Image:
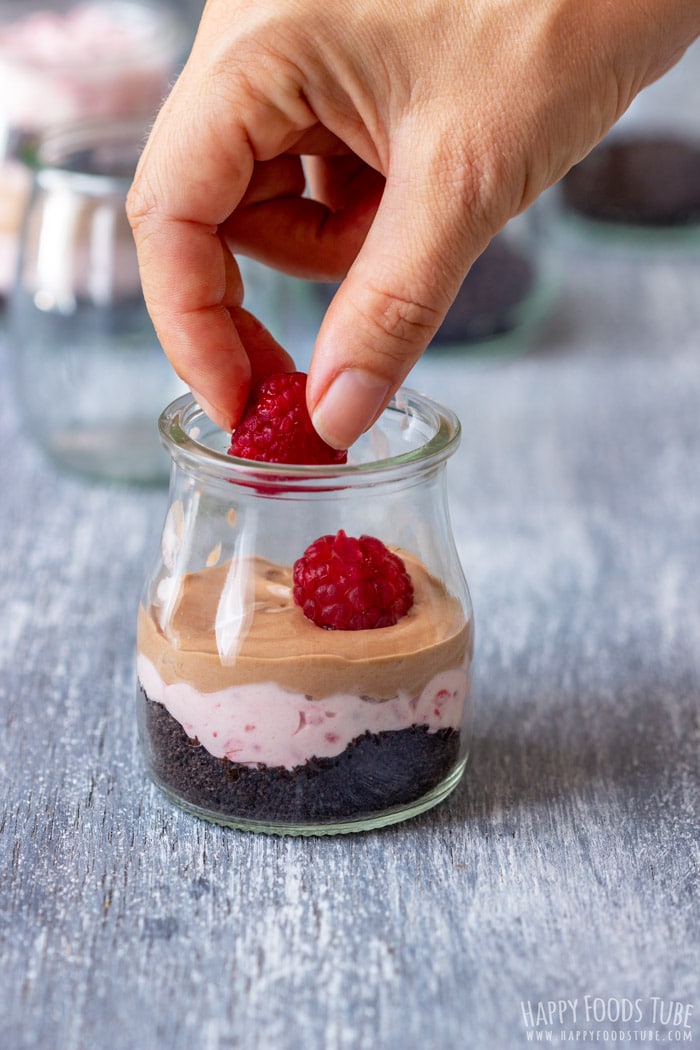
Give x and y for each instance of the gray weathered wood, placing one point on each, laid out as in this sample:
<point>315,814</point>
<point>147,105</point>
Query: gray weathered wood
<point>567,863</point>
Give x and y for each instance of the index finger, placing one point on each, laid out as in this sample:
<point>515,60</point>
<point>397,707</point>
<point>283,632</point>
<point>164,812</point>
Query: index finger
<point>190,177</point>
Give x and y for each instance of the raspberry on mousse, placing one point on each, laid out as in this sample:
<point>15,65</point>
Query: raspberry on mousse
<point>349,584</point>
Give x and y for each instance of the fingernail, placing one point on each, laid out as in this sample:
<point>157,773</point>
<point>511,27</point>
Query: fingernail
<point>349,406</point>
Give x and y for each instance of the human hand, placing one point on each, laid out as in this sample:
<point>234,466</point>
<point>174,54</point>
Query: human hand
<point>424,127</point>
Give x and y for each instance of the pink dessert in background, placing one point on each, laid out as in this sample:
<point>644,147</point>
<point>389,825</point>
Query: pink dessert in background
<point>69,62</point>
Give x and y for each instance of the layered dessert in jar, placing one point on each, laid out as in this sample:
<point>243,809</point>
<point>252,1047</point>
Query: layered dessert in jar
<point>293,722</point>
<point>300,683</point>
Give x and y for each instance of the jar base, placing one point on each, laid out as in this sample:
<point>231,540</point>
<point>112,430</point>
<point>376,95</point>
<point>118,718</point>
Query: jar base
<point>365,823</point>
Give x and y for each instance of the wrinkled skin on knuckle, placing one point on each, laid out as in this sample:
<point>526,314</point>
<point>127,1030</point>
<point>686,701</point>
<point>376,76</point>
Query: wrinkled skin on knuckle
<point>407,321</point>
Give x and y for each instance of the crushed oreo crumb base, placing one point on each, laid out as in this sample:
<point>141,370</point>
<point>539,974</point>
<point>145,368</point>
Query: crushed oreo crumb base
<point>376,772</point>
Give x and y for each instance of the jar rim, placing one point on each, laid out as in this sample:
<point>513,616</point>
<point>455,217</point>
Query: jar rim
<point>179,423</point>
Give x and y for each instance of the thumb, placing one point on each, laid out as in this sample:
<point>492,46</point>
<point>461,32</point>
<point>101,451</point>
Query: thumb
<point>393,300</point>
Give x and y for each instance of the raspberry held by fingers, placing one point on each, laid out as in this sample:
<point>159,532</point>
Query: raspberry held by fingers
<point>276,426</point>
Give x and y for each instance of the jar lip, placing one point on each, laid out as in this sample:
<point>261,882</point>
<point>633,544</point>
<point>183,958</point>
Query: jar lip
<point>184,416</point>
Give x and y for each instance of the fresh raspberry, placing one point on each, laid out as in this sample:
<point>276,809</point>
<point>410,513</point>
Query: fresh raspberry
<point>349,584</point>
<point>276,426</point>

▬▬▬▬▬▬

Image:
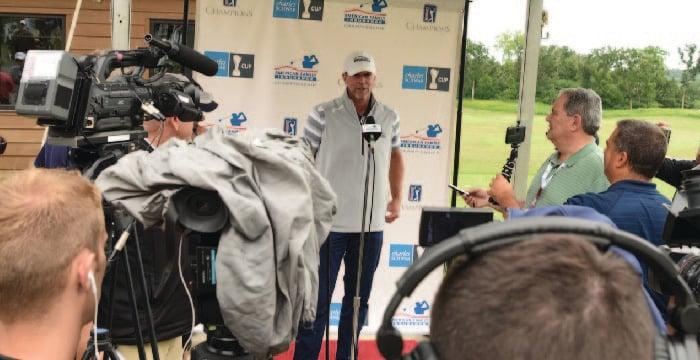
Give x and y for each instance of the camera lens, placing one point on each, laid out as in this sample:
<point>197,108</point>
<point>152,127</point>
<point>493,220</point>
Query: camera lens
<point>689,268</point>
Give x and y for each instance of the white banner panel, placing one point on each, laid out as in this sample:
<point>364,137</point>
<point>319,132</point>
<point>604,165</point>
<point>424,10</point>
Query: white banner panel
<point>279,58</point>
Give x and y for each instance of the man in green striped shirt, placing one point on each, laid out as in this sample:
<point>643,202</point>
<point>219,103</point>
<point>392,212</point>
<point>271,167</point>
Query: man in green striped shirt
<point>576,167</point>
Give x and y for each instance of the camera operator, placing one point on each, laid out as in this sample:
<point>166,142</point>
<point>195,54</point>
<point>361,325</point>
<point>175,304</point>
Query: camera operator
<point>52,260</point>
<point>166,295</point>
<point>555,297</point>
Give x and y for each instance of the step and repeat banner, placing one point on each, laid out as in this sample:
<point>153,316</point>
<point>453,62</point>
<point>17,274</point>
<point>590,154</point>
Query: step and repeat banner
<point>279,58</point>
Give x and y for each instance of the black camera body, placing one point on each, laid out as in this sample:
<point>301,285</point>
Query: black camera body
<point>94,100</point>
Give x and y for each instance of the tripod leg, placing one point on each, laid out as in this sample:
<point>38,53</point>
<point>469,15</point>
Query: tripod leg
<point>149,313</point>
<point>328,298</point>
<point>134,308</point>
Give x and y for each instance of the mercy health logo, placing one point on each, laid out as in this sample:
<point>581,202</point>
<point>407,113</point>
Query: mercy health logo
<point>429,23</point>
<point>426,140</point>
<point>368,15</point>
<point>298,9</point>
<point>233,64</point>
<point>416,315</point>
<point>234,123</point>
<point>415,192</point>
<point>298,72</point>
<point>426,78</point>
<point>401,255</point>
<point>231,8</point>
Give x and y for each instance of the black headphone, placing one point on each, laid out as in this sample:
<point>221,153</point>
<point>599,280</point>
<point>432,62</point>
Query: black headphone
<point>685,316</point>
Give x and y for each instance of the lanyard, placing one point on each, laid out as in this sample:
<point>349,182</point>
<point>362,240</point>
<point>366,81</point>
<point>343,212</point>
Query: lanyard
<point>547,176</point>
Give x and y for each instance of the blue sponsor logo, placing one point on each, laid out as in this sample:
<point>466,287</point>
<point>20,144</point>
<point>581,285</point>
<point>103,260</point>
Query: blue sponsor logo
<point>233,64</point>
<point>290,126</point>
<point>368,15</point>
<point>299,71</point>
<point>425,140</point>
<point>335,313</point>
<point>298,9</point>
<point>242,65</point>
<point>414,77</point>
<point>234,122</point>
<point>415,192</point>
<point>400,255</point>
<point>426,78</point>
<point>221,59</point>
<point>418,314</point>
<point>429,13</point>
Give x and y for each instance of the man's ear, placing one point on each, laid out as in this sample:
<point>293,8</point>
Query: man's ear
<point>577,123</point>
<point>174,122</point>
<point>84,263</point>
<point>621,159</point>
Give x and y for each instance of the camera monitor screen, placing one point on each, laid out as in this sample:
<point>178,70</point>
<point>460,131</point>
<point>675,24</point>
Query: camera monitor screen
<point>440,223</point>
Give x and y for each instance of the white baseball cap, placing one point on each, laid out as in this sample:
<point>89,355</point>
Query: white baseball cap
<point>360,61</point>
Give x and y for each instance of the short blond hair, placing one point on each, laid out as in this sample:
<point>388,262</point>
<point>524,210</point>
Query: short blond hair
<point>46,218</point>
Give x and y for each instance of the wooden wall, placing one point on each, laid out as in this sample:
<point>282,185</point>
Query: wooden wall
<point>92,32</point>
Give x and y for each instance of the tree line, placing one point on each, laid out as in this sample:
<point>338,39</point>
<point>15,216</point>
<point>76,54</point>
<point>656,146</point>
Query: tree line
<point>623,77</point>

▬▬▬▬▬▬

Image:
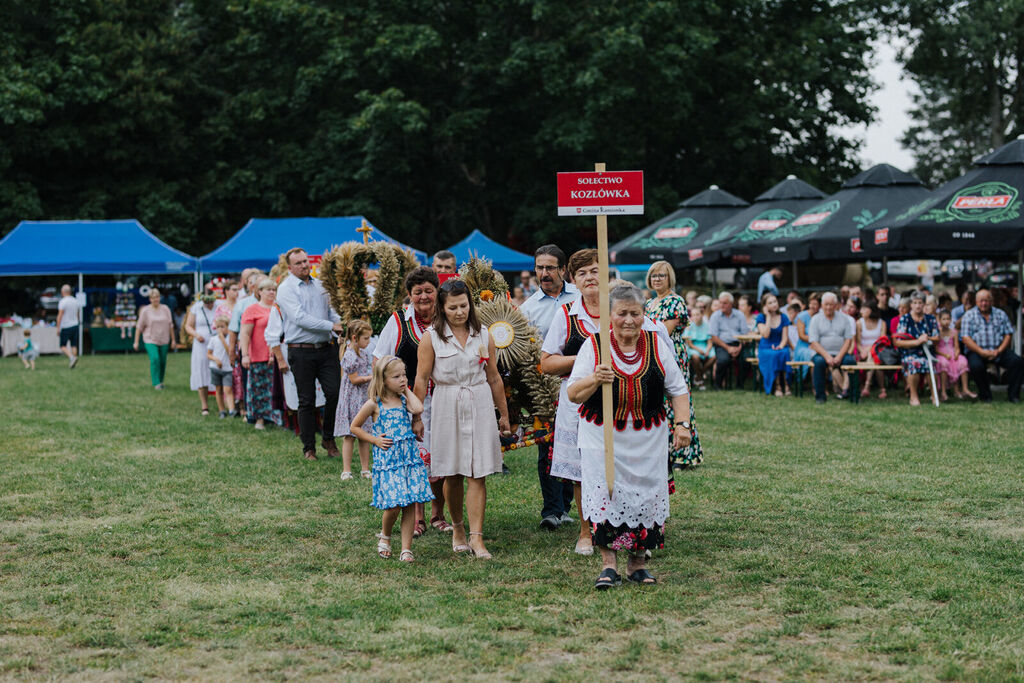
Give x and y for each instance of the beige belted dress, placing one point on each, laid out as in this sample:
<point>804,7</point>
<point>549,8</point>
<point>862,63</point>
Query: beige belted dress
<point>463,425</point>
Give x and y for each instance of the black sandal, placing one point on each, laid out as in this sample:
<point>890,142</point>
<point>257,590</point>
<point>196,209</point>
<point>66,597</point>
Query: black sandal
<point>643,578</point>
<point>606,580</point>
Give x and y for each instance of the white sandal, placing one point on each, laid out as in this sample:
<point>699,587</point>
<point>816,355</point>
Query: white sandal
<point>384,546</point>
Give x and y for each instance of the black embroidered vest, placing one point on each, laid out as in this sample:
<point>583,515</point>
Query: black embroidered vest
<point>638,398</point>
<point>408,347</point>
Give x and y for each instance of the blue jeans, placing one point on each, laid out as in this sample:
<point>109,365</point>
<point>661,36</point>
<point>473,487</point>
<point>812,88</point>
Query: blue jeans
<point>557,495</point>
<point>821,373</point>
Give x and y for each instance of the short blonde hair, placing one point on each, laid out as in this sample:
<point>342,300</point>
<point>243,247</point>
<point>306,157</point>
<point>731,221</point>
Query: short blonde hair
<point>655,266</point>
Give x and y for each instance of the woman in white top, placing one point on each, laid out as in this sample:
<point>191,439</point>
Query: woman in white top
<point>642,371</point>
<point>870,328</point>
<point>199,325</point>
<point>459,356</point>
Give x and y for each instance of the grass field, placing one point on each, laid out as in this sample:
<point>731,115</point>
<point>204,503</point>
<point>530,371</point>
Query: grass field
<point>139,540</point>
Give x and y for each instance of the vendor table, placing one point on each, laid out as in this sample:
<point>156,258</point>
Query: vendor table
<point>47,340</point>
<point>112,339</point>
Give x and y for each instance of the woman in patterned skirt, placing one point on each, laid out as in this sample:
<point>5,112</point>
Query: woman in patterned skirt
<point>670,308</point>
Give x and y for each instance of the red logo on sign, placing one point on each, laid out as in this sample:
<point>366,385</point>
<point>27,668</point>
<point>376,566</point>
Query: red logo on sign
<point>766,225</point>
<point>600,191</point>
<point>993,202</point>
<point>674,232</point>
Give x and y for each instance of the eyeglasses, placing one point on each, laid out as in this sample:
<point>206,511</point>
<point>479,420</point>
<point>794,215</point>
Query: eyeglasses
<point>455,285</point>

▬▬▬▬▬▬

Copy out the lines of the material between the line holding "Give x and y for each instance of the index" and the line holding "<point>300,683</point>", inclusive, reproducing each one word for word.

Answer for the task:
Give x and y for each instance of the index finger, placing one point on each, laid out as in this sample:
<point>515,60</point>
<point>397,707</point>
<point>283,632</point>
<point>164,812</point>
Query: index finger
<point>190,177</point>
Give x and y for each instance of the raspberry on mousse, placing one point on each, laid out as in this sample:
<point>15,65</point>
Query: raspberry on mousse
<point>349,584</point>
Give x and y for each instance of the fingernail, placing one point on each, laid out as in this sample:
<point>157,773</point>
<point>511,27</point>
Query: fingernail
<point>349,406</point>
Give x and y for each instance of the human hand, placing one point on each, laid out as in this sample:
<point>234,466</point>
<point>174,54</point>
Query: human hand
<point>424,127</point>
Give x and y for each instance of the pink dessert in background, placing one point on each, laid out as in this sample:
<point>644,147</point>
<point>389,825</point>
Query: pink dessert in background
<point>69,62</point>
Give x and y for each instance of the layered dessert in jar, placing one point on each, laid out as in this sample:
<point>243,809</point>
<point>252,1047</point>
Query: layered dessert in jar
<point>293,722</point>
<point>300,683</point>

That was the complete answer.